▸ **THE PROBLEM**
Type out the data below in its entirety, exactly as given.

▸ **EXTRACTED RECORDS**

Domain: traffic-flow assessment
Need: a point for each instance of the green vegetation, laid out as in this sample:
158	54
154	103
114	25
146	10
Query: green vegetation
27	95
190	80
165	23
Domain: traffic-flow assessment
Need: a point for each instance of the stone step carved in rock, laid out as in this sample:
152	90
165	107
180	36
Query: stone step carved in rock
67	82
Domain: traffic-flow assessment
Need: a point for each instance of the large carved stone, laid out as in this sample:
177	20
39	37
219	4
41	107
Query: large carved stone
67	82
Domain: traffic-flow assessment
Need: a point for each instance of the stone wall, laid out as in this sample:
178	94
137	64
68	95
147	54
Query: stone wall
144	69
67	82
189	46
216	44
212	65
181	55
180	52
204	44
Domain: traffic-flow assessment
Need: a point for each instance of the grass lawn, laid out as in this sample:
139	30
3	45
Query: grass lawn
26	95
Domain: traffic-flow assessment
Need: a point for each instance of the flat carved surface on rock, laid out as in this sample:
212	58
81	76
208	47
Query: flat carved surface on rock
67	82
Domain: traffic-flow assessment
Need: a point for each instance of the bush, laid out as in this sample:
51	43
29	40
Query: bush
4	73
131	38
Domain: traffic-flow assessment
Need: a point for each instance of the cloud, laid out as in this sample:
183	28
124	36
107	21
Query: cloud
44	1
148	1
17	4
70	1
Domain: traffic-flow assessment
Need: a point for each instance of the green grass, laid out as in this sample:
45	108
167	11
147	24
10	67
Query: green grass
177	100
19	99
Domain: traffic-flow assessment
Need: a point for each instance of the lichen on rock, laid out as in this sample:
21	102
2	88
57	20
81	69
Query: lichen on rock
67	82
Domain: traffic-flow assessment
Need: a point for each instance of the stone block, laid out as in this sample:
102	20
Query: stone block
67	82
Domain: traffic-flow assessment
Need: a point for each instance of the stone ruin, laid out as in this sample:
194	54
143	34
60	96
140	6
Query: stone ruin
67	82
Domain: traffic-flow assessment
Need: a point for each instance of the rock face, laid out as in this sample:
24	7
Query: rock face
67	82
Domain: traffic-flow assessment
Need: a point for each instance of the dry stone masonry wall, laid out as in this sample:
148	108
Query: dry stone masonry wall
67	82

▸ **TASK SOLUTION**
Domain: traffic-flow assessment
Need: a point for each instance of the green vegetation, laid out as in this sample:
158	54
154	103
114	25
146	10
Query: green vegetation
27	95
190	80
165	23
Domain: traffic-flow assessment
Need: a point for each instance of the stone step carved in rock, laid out as in this sample:
152	90
165	107
180	36
Query: stone step carved in rock
67	82
Domain: traffic-flow assessment
Need: a point for each instance of the large carved stone, laid out as in this sample:
177	20
39	37
219	4
41	107
Query: large carved stone
67	82
Domain: traffic-flow assessment
Need: a point for each instance of the stone wall, laid out as in this sample:
178	94
137	64
68	95
147	54
Query: stone wall
144	69
67	82
189	46
216	44
212	65
181	55
180	52
204	44
Domain: traffic-flow assessment
Need: a point for each instance of the grass lawn, laid out as in this sample:
139	30
3	45
Query: grass lawn
26	95
Domain: traffic-flow assessment
Need: a point for each instance of the flat carved surface on rock, laid out as in this sample:
212	58
81	76
208	47
Query: flat carved surface on rock
67	82
Domain: traffic-flow assessment
Need: a point for each instance of the bush, laid out as in this sample:
51	43
29	40
Query: bush
4	73
131	38
Domain: traffic-flow assessment
Need: a point for each instance of the cloud, laid out as in this sample:
183	28
124	36
107	21
Query: cloud
44	1
148	1
17	4
70	1
Domain: traffic-flow assessment
Need: a point for each instance of the green grass, laid out as in this sample:
45	108
167	11
147	24
10	67
Query: green grass
177	100
19	99
Domain: traffic-flow assessment
Need: a point for each instance of the lichen on rock, laid out as in this sample:
21	102
2	88
57	20
81	69
Query: lichen on rock
67	82
Domain: traffic-flow assessment
Need: a point for each instance of the stone block, laid out as in this sample:
102	20
Query: stone block
67	82
Domain: traffic-flow assessment
Need: a point for each instance of the stone ruin, laid out as in this sample:
194	54
143	34
60	96
140	6
Query: stone ruin
67	82
Domain: traffic-flow assessment
Need: a point for each instance of the rock face, laid out as in this sample:
24	7
Query: rock face
67	82
Domain: traffic-flow assessment
Need: a point for each instance of the dry stone masonry wall, laid out as in this sample:
148	108
Query: dry stone masonry wall
67	82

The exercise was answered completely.